▸ WORK TASK
Transcribe each record precisely; images stay out.

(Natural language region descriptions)
━━━━━━━━━━━━━━━━━━━━

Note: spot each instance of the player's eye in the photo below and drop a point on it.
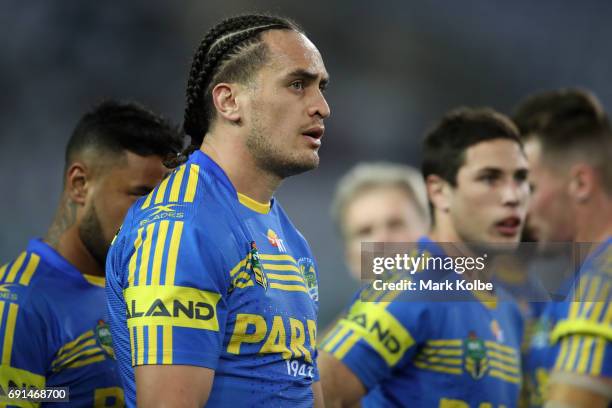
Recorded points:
(297, 85)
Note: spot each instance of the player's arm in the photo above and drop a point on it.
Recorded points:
(354, 359)
(173, 386)
(579, 391)
(175, 346)
(341, 387)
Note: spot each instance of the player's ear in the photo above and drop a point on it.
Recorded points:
(582, 181)
(77, 182)
(225, 99)
(438, 192)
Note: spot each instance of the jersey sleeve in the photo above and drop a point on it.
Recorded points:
(25, 356)
(374, 338)
(584, 332)
(175, 295)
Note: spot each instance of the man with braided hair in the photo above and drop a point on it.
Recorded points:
(219, 287)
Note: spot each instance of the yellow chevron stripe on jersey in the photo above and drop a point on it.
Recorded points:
(573, 353)
(139, 344)
(599, 305)
(159, 252)
(503, 376)
(499, 347)
(132, 347)
(26, 276)
(261, 208)
(152, 352)
(3, 271)
(134, 257)
(167, 346)
(281, 267)
(171, 305)
(10, 278)
(447, 343)
(435, 359)
(502, 357)
(65, 357)
(505, 367)
(443, 352)
(23, 378)
(9, 333)
(288, 288)
(147, 200)
(581, 327)
(192, 182)
(346, 346)
(144, 257)
(562, 356)
(598, 356)
(68, 346)
(585, 355)
(177, 180)
(439, 368)
(161, 191)
(379, 328)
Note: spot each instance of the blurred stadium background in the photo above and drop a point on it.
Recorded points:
(395, 68)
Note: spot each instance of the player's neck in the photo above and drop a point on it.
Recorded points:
(240, 167)
(63, 236)
(594, 224)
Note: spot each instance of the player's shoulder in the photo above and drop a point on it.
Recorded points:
(34, 277)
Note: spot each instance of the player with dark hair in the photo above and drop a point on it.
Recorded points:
(400, 350)
(52, 298)
(569, 146)
(217, 282)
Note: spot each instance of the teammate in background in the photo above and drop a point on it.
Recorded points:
(224, 287)
(379, 202)
(443, 354)
(569, 147)
(52, 299)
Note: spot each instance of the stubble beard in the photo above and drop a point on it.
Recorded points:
(92, 236)
(271, 158)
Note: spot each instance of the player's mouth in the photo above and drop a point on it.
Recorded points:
(314, 135)
(509, 226)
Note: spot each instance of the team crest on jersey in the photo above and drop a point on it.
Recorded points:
(541, 332)
(307, 270)
(103, 338)
(256, 267)
(497, 331)
(475, 352)
(275, 241)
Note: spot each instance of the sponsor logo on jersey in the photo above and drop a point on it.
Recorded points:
(163, 212)
(476, 361)
(103, 338)
(171, 305)
(276, 242)
(307, 270)
(256, 267)
(6, 291)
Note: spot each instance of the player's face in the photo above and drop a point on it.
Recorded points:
(111, 194)
(489, 202)
(286, 107)
(550, 210)
(380, 214)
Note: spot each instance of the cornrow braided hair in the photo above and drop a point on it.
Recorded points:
(231, 51)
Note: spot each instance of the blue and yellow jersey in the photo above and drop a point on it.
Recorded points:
(575, 335)
(53, 331)
(201, 275)
(431, 353)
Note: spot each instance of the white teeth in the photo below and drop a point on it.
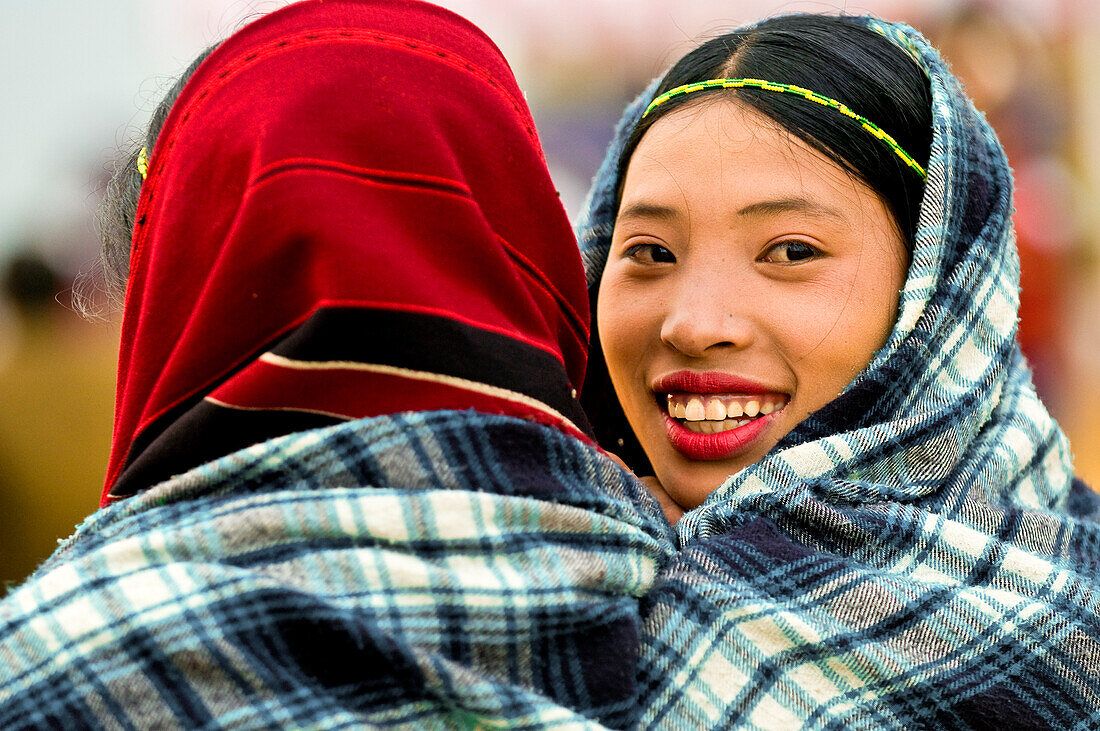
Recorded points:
(724, 412)
(694, 411)
(715, 410)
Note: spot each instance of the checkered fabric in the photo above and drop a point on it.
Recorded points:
(444, 569)
(916, 554)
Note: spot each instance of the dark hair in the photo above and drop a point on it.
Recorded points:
(835, 56)
(120, 201)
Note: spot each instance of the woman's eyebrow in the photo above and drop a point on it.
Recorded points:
(644, 210)
(789, 206)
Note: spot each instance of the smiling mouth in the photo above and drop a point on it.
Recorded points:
(711, 413)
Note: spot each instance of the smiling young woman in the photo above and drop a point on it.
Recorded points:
(769, 276)
(801, 257)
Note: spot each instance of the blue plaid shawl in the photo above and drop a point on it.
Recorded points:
(442, 569)
(933, 567)
(916, 554)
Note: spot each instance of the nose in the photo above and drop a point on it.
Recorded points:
(706, 314)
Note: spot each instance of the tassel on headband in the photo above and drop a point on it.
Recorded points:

━━━━━━━━━━━━━━━━━━━━

▸ SOLUTION TO THE EXERCISE
Note: spot each instance of the player's eye in the photo below and drop a point on it.
Recorded points:
(297, 85)
Note: spot each instance of the player's arm in the photo above and drop a point on it.
Recorded points:
(354, 359)
(173, 386)
(579, 391)
(175, 346)
(341, 387)
Note: spot each instance of the player's ear in the photo above and drop a point on it.
Recorded points:
(582, 181)
(77, 182)
(225, 99)
(438, 192)
Note: spot each instance of the jersey sleeve in the photo above and drop a point on it.
Recorded points:
(25, 356)
(374, 338)
(584, 332)
(175, 295)
Note: spot each instance of the man with braided hair in the photo above and drop a point on it.
Recorded points:
(219, 287)
Note: spot each instance of the yellow chevron stripe on jersey in the photo above and drop a point on it.
Recorded points:
(573, 353)
(139, 344)
(599, 305)
(159, 252)
(503, 376)
(499, 347)
(132, 347)
(26, 276)
(261, 208)
(152, 352)
(3, 271)
(134, 257)
(167, 346)
(281, 267)
(171, 305)
(10, 278)
(447, 343)
(435, 359)
(502, 357)
(65, 357)
(505, 367)
(443, 352)
(23, 378)
(9, 333)
(288, 288)
(147, 200)
(581, 327)
(192, 182)
(346, 346)
(144, 257)
(562, 356)
(598, 356)
(68, 346)
(585, 355)
(177, 180)
(439, 368)
(161, 191)
(379, 328)
Note: spot each instance of the blurred stadium background in the photo above and drop a point on it.
Recorded points:
(395, 68)
Note: spot each instance of the player's neck in the photo above and drop a point on it.
Recorded points:
(240, 167)
(63, 236)
(594, 224)
Note: spot each instance of the player's shoulder in the photo above and drop a point on it.
Recorded points:
(34, 277)
Note: spot each instance of the player with dark hair in the photo above and drop a point on it.
Recorded points:
(400, 350)
(52, 298)
(569, 146)
(217, 282)
Note: spot each instance of the teammate in background in the photo above and drop a point on it.
Recorded points:
(224, 287)
(379, 202)
(443, 354)
(569, 147)
(52, 299)
Note: spot each instance of the stubble beard in the photo above and drop a point on it.
Recorded points:
(92, 236)
(271, 158)
Note: spot each instance of the player's mouth in the photo above and drop a point on it.
Recorded points:
(314, 135)
(509, 226)
Note: spot each instance of the team crest on jersey in the photo above and drop a point on it.
Recorded points:
(541, 332)
(307, 270)
(103, 338)
(256, 267)
(497, 331)
(475, 352)
(275, 241)
Note: spot each instance of the sponsor logo on jersey in the photo above and drop a point on it.
Recorded points:
(163, 212)
(476, 361)
(103, 338)
(171, 305)
(276, 242)
(307, 270)
(256, 267)
(6, 291)
Note: spot each instance of the player's face in the photo above and drop a point on it.
Recorded points:
(111, 194)
(489, 202)
(286, 107)
(550, 210)
(380, 214)
Note: spot each instance of the cornrow braided hair in the photo above and drop a point on it.
Recorded points:
(231, 51)
Note: spot each instance of the blue and yellow jersey in the photo above and drop a point on it.
Recorded points:
(575, 335)
(53, 331)
(201, 275)
(431, 353)
Note: spot each instance of the white teeth in the photo below and drop a point on it.
Recorded points:
(724, 412)
(694, 411)
(715, 410)
Note: spot each instance of the checkered fabric in the photo above and drop a point on it.
Recorded points:
(444, 569)
(916, 554)
Note: spot each instance of the dark hair in the photo above and drop a point on it.
Recorded points:
(835, 56)
(120, 201)
Note: spot each instance of the woman's eyebrow in the photo above and drop a point on it.
Recorded points:
(644, 210)
(789, 206)
Note: spot each instance of the smiling mouth in the photo above and drop a point on it.
Recorded points:
(711, 413)
Note: spot each instance of the smiling young woman in the photo above and drop a point on it.
Recorded points:
(769, 276)
(801, 257)
Note: spot each instance of the blue plaid shawl in the photo above and drop a point on it.
Recorded points:
(442, 569)
(933, 567)
(916, 554)
Note: spot each instance of the nose in the photo above and drop a point on it.
Recorded points:
(706, 314)
Note: spot each instance of the tassel on headband in the photo above and drop a point on it.
Recorded points:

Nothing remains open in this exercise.